» **Exercise brief**: Pull out every line of the items below that contains the string "Find", matching case exactly.

# Start of Records shown

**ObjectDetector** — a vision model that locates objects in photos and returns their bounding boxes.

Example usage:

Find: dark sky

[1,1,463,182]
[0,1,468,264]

# End of Records shown
# Start of Records shown

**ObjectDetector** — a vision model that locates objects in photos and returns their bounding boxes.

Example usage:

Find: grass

# End of Records shown
# Start of Records shown

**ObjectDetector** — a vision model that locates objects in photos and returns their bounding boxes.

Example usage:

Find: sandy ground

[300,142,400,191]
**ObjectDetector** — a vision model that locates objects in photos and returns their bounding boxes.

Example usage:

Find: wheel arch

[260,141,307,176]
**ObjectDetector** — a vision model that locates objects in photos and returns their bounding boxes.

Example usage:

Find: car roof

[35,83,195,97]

# End of Records shown

» **Output below**:
Find: dark sky
Find: grass
Find: sandy ground
Find: wheel arch
Find: car roof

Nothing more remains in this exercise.